───── Available data ─────

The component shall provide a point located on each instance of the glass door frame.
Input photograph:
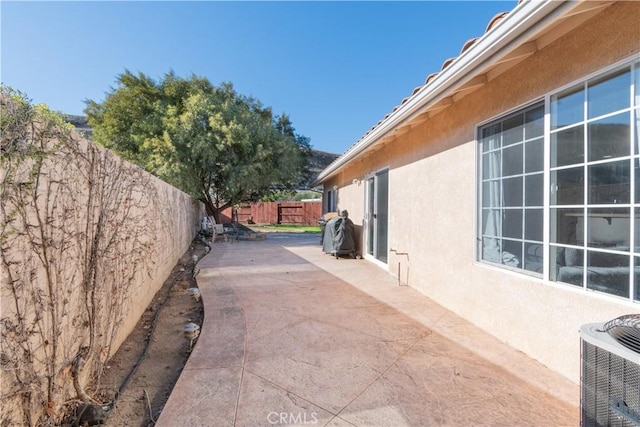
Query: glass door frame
(372, 229)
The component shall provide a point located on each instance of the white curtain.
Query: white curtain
(492, 195)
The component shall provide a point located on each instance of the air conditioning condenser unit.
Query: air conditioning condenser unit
(610, 373)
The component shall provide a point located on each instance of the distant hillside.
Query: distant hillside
(81, 124)
(317, 161)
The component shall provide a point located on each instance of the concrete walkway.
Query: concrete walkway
(292, 336)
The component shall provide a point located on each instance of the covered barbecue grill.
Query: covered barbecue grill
(339, 236)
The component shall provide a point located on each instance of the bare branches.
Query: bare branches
(77, 230)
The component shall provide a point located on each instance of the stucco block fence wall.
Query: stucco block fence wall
(87, 240)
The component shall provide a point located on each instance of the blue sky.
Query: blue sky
(336, 68)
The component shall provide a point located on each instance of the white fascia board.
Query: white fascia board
(525, 18)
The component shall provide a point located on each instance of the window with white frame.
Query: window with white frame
(593, 201)
(512, 189)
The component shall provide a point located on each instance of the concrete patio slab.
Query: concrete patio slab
(295, 337)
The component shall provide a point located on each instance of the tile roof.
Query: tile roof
(492, 23)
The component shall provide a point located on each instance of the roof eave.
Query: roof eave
(525, 18)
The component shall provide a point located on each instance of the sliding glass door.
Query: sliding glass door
(377, 214)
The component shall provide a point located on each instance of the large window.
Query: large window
(512, 189)
(592, 209)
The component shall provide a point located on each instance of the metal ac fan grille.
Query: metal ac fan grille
(610, 389)
(625, 330)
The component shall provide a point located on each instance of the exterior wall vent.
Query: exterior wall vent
(610, 373)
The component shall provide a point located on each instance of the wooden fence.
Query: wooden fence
(304, 213)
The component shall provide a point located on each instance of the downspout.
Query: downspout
(404, 254)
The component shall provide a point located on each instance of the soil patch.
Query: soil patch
(149, 362)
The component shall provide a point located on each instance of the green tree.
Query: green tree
(210, 141)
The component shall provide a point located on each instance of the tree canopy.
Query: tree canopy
(210, 141)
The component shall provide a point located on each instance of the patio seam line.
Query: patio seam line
(244, 347)
(291, 392)
(391, 365)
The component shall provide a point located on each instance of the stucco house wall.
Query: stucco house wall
(433, 195)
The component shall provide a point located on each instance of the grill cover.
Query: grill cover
(339, 236)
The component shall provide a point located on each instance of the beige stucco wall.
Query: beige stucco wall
(433, 194)
(87, 241)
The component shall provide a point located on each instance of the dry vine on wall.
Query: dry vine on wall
(76, 231)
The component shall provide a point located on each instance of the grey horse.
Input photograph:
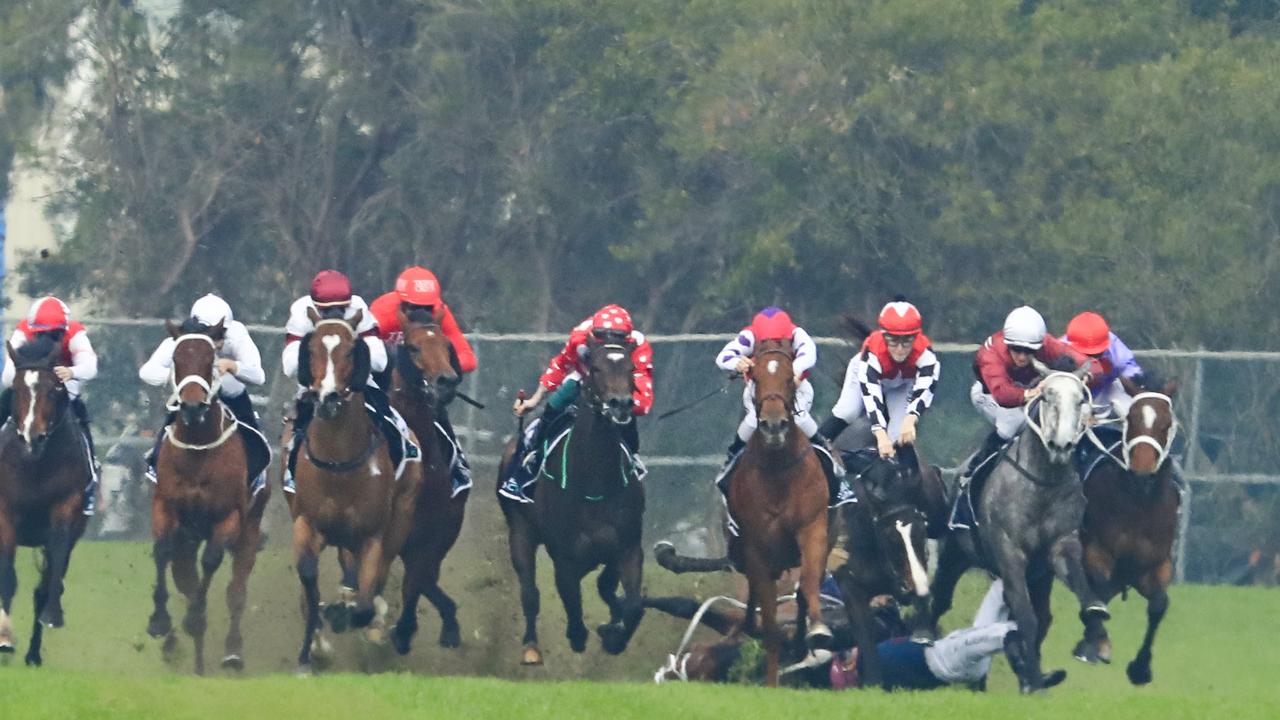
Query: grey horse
(1029, 514)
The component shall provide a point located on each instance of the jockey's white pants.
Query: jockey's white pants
(803, 419)
(964, 656)
(1009, 420)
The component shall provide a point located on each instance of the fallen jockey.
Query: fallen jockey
(332, 297)
(238, 364)
(562, 379)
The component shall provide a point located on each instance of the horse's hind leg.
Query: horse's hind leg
(617, 633)
(1153, 587)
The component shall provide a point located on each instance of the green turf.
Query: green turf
(1216, 656)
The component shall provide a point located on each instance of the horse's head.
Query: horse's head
(193, 376)
(333, 363)
(775, 390)
(609, 383)
(40, 399)
(891, 491)
(1150, 429)
(426, 359)
(1063, 413)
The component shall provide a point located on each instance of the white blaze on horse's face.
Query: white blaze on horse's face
(919, 577)
(329, 384)
(31, 378)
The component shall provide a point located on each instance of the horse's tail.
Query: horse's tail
(666, 555)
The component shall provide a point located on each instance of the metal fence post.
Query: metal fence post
(1184, 520)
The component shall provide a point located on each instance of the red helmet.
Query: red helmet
(900, 318)
(329, 288)
(48, 314)
(772, 323)
(1088, 332)
(417, 286)
(612, 318)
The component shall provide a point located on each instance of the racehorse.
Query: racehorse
(347, 492)
(45, 475)
(1130, 522)
(1029, 513)
(421, 384)
(588, 510)
(202, 496)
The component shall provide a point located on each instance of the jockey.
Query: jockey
(50, 318)
(562, 379)
(332, 297)
(238, 364)
(888, 384)
(416, 288)
(1006, 376)
(1089, 335)
(737, 356)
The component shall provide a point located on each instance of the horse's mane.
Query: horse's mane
(35, 352)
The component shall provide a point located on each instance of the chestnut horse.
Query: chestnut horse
(347, 492)
(777, 493)
(202, 496)
(423, 382)
(45, 474)
(1129, 524)
(588, 510)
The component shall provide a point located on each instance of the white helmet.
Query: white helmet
(1024, 327)
(211, 310)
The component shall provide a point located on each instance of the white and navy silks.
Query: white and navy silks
(805, 356)
(237, 345)
(872, 399)
(300, 326)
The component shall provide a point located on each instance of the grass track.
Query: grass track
(1216, 657)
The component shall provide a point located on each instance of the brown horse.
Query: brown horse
(778, 497)
(202, 496)
(1129, 524)
(346, 488)
(423, 382)
(45, 474)
(588, 510)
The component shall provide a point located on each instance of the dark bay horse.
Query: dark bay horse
(202, 496)
(423, 382)
(347, 492)
(588, 510)
(45, 472)
(1130, 523)
(1029, 513)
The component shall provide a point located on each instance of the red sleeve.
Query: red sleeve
(384, 314)
(643, 360)
(565, 363)
(466, 356)
(993, 372)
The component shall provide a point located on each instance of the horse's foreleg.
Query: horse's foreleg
(617, 633)
(813, 566)
(568, 583)
(306, 557)
(1155, 587)
(524, 561)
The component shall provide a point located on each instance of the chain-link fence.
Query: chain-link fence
(1226, 406)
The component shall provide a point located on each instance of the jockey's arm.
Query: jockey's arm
(155, 370)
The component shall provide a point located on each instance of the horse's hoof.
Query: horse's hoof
(531, 656)
(451, 636)
(1138, 674)
(159, 625)
(818, 637)
(338, 616)
(613, 638)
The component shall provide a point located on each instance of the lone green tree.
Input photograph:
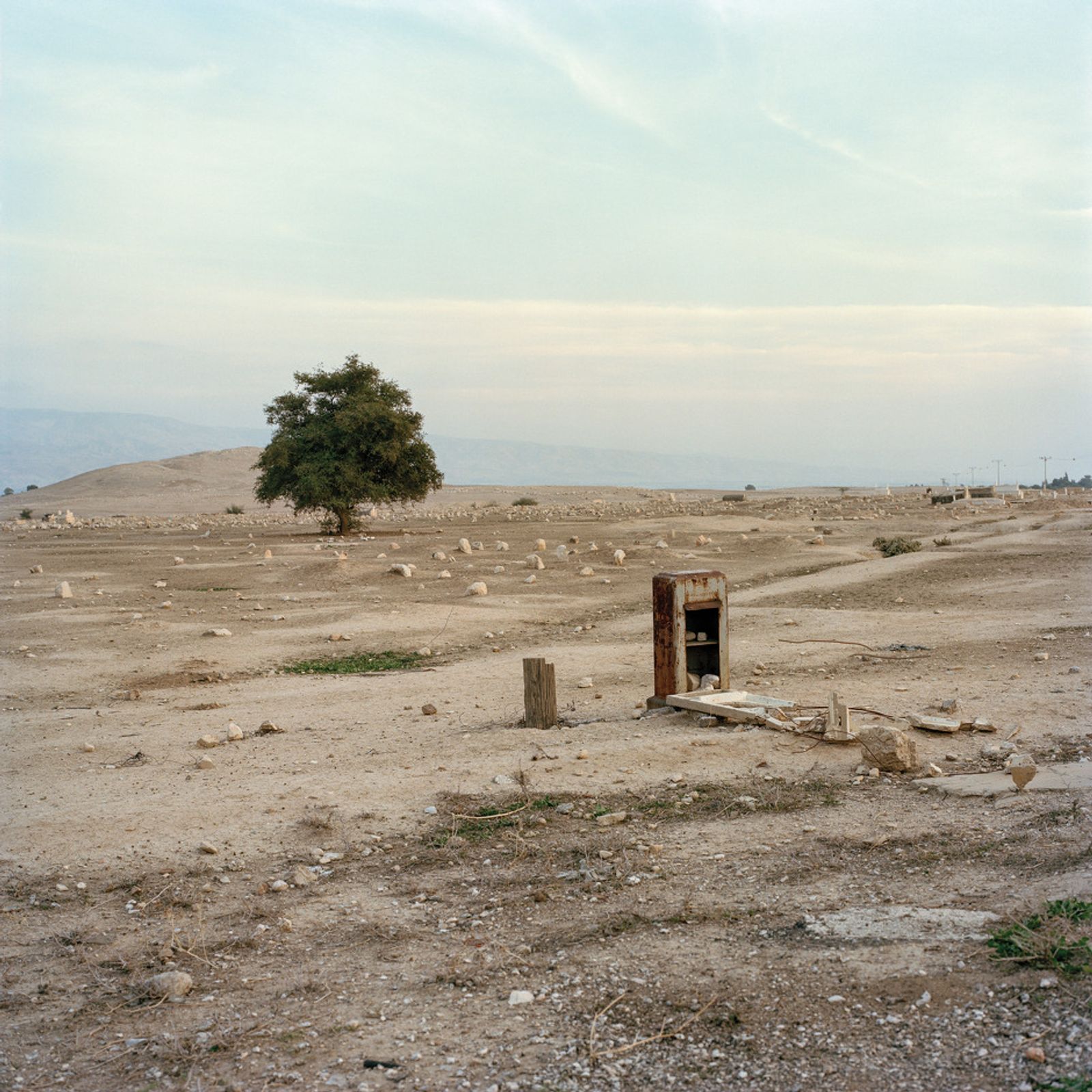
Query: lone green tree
(343, 438)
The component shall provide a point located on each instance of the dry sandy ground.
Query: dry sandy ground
(402, 933)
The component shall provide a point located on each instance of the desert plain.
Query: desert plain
(397, 884)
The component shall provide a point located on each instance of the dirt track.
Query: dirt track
(407, 947)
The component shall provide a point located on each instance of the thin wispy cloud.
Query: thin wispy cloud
(560, 221)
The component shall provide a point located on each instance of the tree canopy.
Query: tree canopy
(343, 438)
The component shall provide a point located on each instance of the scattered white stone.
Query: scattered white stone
(174, 986)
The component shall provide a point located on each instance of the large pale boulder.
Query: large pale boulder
(888, 748)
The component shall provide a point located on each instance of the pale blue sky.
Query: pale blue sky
(562, 222)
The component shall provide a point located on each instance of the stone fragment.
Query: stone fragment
(888, 748)
(173, 986)
(935, 723)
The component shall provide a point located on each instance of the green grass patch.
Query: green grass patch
(893, 547)
(1057, 938)
(355, 663)
(482, 826)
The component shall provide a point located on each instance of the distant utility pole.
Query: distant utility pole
(1052, 459)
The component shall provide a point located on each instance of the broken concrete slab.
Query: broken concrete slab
(1072, 777)
(899, 923)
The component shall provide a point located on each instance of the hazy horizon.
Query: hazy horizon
(831, 232)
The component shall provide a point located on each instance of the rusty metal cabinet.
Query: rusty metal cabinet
(689, 629)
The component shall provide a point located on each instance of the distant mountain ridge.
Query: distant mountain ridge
(45, 446)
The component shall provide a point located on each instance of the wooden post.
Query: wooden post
(540, 693)
(838, 721)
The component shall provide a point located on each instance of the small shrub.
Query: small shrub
(891, 547)
(355, 663)
(1057, 938)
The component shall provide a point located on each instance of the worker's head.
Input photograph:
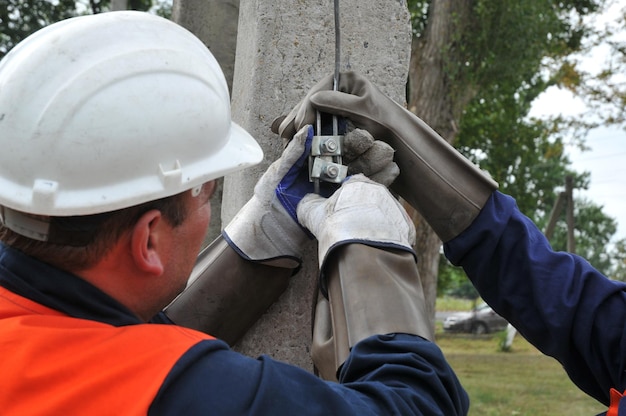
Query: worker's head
(103, 119)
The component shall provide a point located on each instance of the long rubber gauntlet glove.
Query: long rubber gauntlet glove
(367, 269)
(370, 291)
(227, 293)
(447, 189)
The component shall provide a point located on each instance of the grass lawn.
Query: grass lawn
(522, 382)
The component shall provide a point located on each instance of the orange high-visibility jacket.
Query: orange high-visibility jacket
(71, 364)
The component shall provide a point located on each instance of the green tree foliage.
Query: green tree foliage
(20, 18)
(503, 55)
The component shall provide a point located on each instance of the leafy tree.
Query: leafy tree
(476, 68)
(20, 18)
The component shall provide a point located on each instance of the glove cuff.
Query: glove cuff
(272, 238)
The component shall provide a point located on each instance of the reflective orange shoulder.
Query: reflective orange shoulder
(56, 364)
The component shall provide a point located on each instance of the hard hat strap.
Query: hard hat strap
(72, 231)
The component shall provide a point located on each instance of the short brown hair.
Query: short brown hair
(102, 231)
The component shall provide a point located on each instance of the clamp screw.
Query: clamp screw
(331, 171)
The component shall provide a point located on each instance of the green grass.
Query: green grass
(522, 382)
(447, 303)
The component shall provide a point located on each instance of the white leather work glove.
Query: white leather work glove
(266, 229)
(360, 211)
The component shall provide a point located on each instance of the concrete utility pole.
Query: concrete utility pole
(215, 23)
(283, 49)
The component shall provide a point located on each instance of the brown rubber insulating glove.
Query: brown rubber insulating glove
(447, 189)
(371, 291)
(227, 294)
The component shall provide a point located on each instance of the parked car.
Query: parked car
(480, 320)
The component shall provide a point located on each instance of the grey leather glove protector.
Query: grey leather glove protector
(368, 270)
(447, 189)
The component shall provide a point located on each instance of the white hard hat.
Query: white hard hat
(108, 111)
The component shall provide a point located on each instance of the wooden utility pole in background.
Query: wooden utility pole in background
(565, 198)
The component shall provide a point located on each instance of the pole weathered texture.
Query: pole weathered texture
(215, 23)
(283, 49)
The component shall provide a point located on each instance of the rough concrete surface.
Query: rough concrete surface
(283, 49)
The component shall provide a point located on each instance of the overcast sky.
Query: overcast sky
(606, 159)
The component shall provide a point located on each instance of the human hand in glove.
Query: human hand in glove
(360, 211)
(439, 182)
(266, 229)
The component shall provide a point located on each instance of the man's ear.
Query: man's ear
(146, 240)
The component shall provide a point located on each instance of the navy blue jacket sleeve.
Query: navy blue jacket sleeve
(556, 300)
(384, 375)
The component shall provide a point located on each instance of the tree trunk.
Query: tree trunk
(215, 23)
(432, 98)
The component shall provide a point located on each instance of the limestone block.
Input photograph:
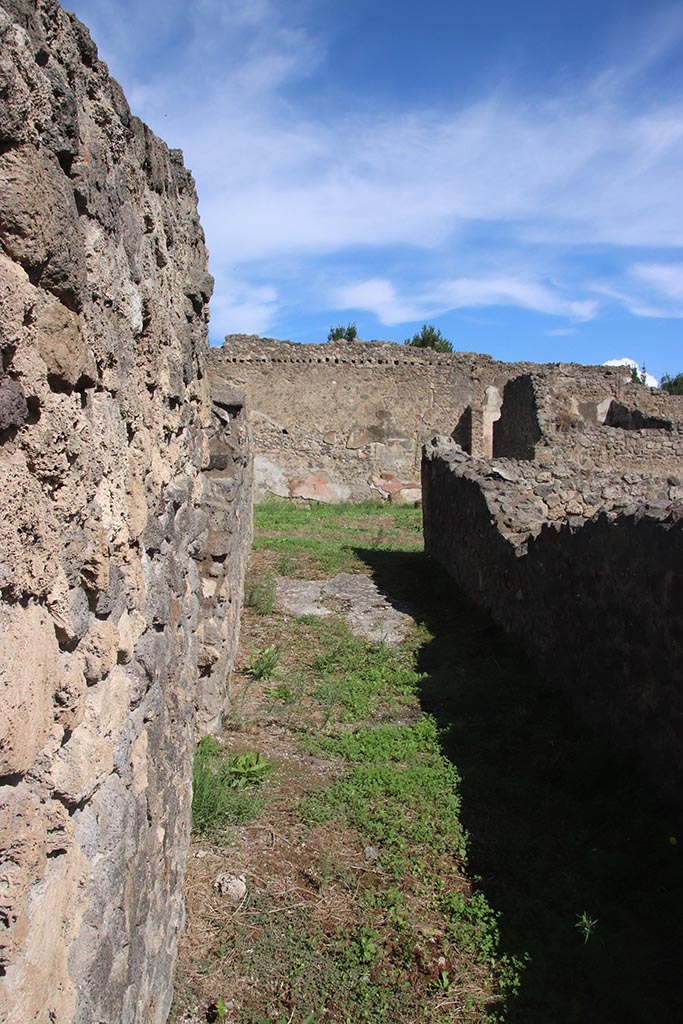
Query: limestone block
(85, 761)
(28, 673)
(60, 343)
(13, 409)
(40, 222)
(99, 648)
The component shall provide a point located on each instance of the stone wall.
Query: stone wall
(586, 568)
(347, 420)
(123, 532)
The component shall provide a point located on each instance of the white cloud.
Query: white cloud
(382, 298)
(285, 176)
(627, 361)
(243, 309)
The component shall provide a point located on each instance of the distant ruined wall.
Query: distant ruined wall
(346, 421)
(124, 525)
(585, 567)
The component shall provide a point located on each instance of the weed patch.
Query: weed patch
(260, 593)
(224, 787)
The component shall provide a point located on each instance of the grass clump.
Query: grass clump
(262, 664)
(260, 593)
(224, 787)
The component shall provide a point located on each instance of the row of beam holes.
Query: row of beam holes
(369, 363)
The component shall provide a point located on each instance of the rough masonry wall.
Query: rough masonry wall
(586, 569)
(117, 532)
(347, 420)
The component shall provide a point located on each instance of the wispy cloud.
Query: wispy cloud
(460, 206)
(384, 300)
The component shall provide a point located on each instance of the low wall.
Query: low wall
(586, 569)
(346, 421)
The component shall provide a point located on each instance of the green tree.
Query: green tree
(341, 333)
(672, 384)
(430, 337)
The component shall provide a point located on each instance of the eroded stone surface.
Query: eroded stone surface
(124, 527)
(367, 609)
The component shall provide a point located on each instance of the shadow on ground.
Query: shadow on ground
(568, 840)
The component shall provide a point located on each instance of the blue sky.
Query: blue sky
(511, 172)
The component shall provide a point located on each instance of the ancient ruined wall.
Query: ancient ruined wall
(347, 420)
(586, 568)
(118, 532)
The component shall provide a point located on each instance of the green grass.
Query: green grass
(326, 539)
(573, 911)
(260, 593)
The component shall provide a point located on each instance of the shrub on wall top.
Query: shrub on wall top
(341, 333)
(430, 337)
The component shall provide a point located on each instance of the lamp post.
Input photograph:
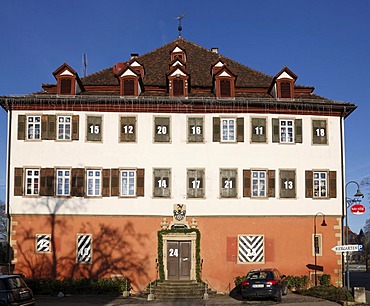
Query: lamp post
(316, 242)
(349, 202)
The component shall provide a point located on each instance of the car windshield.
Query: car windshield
(15, 282)
(260, 275)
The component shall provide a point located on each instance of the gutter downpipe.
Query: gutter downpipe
(9, 106)
(344, 204)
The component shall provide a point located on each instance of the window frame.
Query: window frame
(227, 175)
(35, 181)
(94, 186)
(160, 191)
(65, 133)
(134, 184)
(63, 177)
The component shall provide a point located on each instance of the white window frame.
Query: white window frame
(128, 182)
(32, 186)
(93, 182)
(286, 130)
(64, 128)
(63, 182)
(320, 184)
(228, 130)
(259, 183)
(33, 127)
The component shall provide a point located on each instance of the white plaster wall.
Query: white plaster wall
(180, 155)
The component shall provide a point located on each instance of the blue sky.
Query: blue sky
(326, 43)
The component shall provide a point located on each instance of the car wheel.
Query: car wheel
(278, 297)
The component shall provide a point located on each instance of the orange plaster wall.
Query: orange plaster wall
(128, 245)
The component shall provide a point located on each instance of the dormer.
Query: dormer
(68, 81)
(282, 86)
(178, 53)
(223, 80)
(178, 81)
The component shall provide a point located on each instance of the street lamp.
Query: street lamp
(316, 241)
(349, 202)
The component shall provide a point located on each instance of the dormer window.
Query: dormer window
(68, 82)
(282, 86)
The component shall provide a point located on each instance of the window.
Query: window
(128, 182)
(33, 127)
(32, 181)
(228, 180)
(43, 243)
(251, 248)
(319, 132)
(94, 128)
(287, 130)
(317, 244)
(93, 183)
(228, 129)
(195, 129)
(195, 183)
(63, 182)
(258, 130)
(162, 129)
(161, 184)
(259, 183)
(84, 248)
(64, 127)
(287, 184)
(128, 129)
(321, 184)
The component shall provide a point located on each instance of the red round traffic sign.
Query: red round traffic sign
(358, 209)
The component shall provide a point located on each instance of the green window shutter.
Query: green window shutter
(309, 183)
(21, 127)
(247, 183)
(287, 184)
(75, 127)
(195, 129)
(18, 182)
(258, 130)
(332, 184)
(140, 175)
(94, 128)
(47, 182)
(298, 130)
(271, 183)
(115, 183)
(128, 129)
(275, 130)
(240, 129)
(78, 182)
(162, 129)
(319, 132)
(106, 183)
(216, 129)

─────

- _Exercise directions_:
For this exercise, please retype exactly the lines in the listing from the line with "of the dormer." through its last line, both ends included.

- _The output_:
The component shall provide a point located on each instance of the dormer.
Query: dormer
(68, 81)
(282, 86)
(178, 53)
(223, 80)
(178, 81)
The component shall provide a point located on each instance of the street lamp.
Query: street lamp
(316, 241)
(349, 202)
The component shall provide a point located on each instance of the dormer window.
Query: dormer window
(68, 82)
(282, 86)
The component shall provide a point located on each instance of the window.
Query: window
(128, 182)
(33, 127)
(32, 181)
(228, 180)
(43, 243)
(251, 248)
(319, 132)
(94, 128)
(287, 130)
(317, 244)
(93, 183)
(228, 129)
(195, 129)
(195, 183)
(63, 182)
(258, 130)
(162, 129)
(161, 184)
(259, 183)
(84, 248)
(64, 127)
(287, 184)
(128, 129)
(321, 184)
The component shall provide a point located on each instance of the red round traffic sign.
Query: red round traffic sign
(358, 209)
The component shall provide a point located on each instance of the green window shutter.
Query: green window shutter
(309, 183)
(21, 127)
(247, 183)
(287, 184)
(75, 127)
(195, 129)
(18, 182)
(258, 130)
(332, 184)
(140, 175)
(94, 128)
(47, 182)
(298, 130)
(271, 183)
(115, 183)
(128, 129)
(275, 130)
(240, 129)
(78, 182)
(162, 129)
(319, 132)
(106, 183)
(216, 129)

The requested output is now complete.